Provided text:
Not to turn this into a post about gender (which I am egregiously unqualified to write), but I am confused by the celebration of Women’s Day in Russia. Apparently even some Russian women are confused, according to a local blogger: “It is you, America, who should be celebrating this holiday. Seriously—you, not us. Because it’s supposed to be all about emancipation, equal rights, better quality of life, blah-blah-Nancy-Pelosi. While we, on the other hand, turned this day into a celebration of humility, inequality and very little logic.”
Since 1921, Russia has taken one day out of the year to celebrate its women, on March 8. This is technically the UN’s “International Women Day,” but anything the UN declares a holiday generally takes on the importance of something like Arbor Day—self-important, but not too popular. Not so in Russia, where it is now widely considered to be a kind of Valentine’s Day. Seeing as the holiday was originally intended to celebrate women’s liberation from the shackles of the paternalistic bourgeois family model, it is all the more ironic that it has degenerated into a capitalist bacchanalia of chocolate boxes and bouquets.
Everyone celebrates Women’s Day here, directly or indirectly. The day itself is a bank holiday, so businesses make up for it by celebrating their female employees on the previous weekday. And should March 8 happen to be on a weekend, the state will proclaim the following Monday holiday as well—just to make sure everyone gets a decent day off. As a result, Women’s Day can very easily escalate into Women’s Long Weekend, and—by God—those days can be messy.
First off, women (Russia’s demographic majority) expect special treatment today, and the day before. And they can usually accuse their menfolk of insufficient respect should the treatment wear off significantly the next day. The special treatment usually involves acknowledgement of all the effort women put into both their career and their family. Just like everywhere else in the world, even the most successful Russian career women are expected to take on the majority of housekeeping and child-rearing responsibilities. A male housewife in Russia is still a completely unfathomable concept, so it is a longstanding tradition for men to cook on this day, and (gasp) clean the kitchen and wash the dishes, even if they make a mess doing so. The “Opposite Day” attitude surrounding this ritual makes it all the more insulting to the concept of equality it was originally intended to promote.

Stored records:
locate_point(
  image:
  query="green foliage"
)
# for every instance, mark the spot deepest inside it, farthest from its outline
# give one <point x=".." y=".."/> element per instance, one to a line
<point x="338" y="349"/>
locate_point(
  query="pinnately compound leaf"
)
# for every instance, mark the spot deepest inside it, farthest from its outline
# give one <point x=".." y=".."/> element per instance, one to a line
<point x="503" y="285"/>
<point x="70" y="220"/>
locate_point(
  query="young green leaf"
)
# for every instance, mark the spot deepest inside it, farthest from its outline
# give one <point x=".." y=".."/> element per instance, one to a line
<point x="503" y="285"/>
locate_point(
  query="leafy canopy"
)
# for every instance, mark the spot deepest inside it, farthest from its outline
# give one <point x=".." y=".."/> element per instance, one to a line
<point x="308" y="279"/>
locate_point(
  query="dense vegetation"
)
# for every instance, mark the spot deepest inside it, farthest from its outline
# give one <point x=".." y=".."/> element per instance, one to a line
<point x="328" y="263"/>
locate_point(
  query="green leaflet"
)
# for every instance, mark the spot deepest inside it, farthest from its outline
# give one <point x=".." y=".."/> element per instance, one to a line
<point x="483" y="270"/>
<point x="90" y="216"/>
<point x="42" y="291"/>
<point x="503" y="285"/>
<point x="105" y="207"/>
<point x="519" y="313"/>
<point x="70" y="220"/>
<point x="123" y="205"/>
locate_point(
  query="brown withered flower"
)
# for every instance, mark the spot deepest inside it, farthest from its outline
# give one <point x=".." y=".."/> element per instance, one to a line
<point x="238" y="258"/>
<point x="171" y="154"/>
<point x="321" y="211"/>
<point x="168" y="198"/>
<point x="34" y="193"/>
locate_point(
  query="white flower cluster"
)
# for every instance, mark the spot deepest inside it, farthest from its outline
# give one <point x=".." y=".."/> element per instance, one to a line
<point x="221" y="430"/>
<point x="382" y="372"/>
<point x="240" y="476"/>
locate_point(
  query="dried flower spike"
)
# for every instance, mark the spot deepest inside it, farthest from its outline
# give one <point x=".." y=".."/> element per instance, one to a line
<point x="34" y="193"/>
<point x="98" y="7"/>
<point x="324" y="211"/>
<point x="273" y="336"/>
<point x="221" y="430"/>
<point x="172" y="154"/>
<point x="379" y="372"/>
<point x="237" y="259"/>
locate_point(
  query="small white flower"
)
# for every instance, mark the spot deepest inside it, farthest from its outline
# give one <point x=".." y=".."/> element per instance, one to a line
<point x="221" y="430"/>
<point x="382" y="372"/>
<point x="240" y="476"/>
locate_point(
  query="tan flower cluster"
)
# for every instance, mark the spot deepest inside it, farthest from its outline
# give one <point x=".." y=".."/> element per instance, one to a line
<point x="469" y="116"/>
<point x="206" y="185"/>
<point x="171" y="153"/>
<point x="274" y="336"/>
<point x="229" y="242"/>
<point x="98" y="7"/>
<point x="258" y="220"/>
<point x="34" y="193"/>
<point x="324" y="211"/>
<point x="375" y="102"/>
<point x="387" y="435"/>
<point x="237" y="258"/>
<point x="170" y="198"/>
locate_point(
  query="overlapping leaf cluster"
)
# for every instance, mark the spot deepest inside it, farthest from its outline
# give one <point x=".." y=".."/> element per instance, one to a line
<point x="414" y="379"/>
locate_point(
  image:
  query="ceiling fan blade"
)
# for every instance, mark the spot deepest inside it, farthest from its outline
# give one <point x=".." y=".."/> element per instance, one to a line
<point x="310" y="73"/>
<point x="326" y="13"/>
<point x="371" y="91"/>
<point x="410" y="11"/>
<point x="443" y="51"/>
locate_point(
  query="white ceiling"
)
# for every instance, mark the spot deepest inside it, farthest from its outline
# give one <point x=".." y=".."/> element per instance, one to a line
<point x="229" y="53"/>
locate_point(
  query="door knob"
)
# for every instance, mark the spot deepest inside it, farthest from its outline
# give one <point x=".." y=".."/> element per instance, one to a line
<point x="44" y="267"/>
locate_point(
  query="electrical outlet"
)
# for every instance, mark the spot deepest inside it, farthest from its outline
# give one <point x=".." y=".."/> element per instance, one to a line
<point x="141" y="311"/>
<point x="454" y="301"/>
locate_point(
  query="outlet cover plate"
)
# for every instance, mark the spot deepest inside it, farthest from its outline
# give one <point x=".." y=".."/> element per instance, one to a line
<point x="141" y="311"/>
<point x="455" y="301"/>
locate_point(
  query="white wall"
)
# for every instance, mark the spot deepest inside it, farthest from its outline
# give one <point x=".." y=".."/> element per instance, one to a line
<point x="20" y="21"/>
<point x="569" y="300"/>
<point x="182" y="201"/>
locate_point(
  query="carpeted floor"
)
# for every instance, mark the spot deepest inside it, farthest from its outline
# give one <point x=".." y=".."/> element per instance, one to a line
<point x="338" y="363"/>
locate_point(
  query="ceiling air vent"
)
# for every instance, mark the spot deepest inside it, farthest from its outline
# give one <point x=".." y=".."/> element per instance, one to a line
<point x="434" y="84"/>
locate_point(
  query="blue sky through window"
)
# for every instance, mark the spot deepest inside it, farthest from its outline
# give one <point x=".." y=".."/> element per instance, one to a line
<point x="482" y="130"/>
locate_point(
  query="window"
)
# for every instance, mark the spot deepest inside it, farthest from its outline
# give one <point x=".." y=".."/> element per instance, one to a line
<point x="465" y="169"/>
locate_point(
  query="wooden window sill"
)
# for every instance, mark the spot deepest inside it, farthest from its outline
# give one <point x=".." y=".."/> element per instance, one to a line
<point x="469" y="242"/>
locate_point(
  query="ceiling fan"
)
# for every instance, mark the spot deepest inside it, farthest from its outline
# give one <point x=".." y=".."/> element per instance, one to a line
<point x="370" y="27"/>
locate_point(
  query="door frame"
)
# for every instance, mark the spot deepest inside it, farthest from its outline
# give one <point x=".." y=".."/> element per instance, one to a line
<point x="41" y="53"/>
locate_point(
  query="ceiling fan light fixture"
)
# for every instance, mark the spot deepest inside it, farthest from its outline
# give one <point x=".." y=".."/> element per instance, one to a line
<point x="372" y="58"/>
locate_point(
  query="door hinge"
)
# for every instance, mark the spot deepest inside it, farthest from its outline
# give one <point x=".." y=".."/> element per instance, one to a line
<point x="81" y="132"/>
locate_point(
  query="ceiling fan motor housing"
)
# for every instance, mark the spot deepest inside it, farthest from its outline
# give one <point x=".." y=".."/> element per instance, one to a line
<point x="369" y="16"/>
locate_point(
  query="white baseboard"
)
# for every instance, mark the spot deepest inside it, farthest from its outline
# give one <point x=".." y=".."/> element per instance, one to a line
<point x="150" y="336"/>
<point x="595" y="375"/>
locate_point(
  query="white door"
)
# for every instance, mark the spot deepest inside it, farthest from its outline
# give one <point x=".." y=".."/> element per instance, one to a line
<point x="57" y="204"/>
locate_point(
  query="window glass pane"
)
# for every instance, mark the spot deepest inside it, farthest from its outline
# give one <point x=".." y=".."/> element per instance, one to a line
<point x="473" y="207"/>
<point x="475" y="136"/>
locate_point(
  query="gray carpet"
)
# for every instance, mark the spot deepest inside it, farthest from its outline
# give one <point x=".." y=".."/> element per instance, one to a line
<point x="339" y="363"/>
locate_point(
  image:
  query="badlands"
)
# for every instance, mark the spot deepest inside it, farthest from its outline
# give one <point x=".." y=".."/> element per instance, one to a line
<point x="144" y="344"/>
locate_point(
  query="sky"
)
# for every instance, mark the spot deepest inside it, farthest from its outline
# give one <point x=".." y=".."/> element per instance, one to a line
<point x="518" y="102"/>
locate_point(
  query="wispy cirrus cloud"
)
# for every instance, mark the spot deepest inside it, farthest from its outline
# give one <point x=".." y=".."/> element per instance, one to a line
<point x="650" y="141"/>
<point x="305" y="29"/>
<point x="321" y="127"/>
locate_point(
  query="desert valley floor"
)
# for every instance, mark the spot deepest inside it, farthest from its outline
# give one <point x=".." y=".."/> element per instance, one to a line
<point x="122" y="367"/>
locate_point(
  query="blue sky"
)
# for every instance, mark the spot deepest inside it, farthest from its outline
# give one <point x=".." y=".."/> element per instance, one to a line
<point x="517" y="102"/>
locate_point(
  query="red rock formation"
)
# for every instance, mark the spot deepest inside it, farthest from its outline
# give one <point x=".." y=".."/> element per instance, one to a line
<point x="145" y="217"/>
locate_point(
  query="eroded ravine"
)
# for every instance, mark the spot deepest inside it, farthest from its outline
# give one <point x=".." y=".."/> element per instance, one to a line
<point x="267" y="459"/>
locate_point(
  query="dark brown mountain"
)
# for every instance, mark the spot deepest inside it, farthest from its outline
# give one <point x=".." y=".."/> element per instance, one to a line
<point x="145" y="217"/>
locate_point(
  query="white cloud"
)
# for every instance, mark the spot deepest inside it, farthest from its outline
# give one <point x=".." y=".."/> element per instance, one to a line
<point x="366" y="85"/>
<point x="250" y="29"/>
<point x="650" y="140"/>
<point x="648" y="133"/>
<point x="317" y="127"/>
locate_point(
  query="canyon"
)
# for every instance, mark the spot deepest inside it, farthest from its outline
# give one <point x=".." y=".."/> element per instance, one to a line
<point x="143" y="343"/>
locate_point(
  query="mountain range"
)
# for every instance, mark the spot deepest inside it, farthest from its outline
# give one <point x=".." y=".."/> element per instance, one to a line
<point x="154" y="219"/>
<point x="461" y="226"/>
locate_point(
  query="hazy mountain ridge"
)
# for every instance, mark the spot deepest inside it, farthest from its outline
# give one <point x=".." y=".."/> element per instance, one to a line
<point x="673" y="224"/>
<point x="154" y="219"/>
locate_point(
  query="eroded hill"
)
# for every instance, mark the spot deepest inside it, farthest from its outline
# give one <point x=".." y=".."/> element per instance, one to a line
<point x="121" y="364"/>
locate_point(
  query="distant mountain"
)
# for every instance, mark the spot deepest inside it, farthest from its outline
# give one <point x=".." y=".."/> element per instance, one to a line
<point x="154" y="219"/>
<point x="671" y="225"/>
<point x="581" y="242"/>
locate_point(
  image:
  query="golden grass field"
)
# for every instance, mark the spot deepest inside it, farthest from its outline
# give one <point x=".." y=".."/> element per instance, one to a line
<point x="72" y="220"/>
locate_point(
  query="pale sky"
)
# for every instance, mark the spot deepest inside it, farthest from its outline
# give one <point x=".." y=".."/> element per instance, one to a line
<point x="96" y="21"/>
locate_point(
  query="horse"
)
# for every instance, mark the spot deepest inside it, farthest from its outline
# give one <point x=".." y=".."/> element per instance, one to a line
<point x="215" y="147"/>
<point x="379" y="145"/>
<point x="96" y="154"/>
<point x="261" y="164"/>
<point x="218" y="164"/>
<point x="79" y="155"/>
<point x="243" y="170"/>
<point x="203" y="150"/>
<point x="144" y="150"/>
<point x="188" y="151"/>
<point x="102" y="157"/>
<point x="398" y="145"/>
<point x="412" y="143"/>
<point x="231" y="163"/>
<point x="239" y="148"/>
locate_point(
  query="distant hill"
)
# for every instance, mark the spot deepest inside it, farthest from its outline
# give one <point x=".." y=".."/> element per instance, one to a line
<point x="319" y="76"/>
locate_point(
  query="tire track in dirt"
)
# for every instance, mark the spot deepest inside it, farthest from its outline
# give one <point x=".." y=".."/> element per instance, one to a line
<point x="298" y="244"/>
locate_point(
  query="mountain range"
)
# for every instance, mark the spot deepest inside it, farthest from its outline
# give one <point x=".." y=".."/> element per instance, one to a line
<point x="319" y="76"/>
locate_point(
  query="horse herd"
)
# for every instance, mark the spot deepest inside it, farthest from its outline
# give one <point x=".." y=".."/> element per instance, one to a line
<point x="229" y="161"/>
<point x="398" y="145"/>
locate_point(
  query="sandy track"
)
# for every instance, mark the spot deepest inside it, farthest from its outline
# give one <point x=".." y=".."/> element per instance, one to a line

Requirements:
**1)** Transcribe the part of the post about Women's Day in Russia starting at "Everyone celebrates Women’s" and ending at "can be messy.".
**2)** List the chores that, according to the post about Women's Day in Russia, men traditionally take on during this day.

Expected answers:
**1)**
Everyone celebrates Women’s Day here, directly or indirectly. The day itself is a bank holiday, so businesses make up for it by celebrating their female employees on the previous weekday. And should March 8 happen to be on a weekend, the state will proclaim the following Monday holiday as well—just to make sure everyone gets a decent day off. As a result, Women’s Day can very easily escalate into Women’s Long Weekend, and—by God—those days can be messy.

**2)**
- Cook
- Clean the kitchen
- Wash the dishes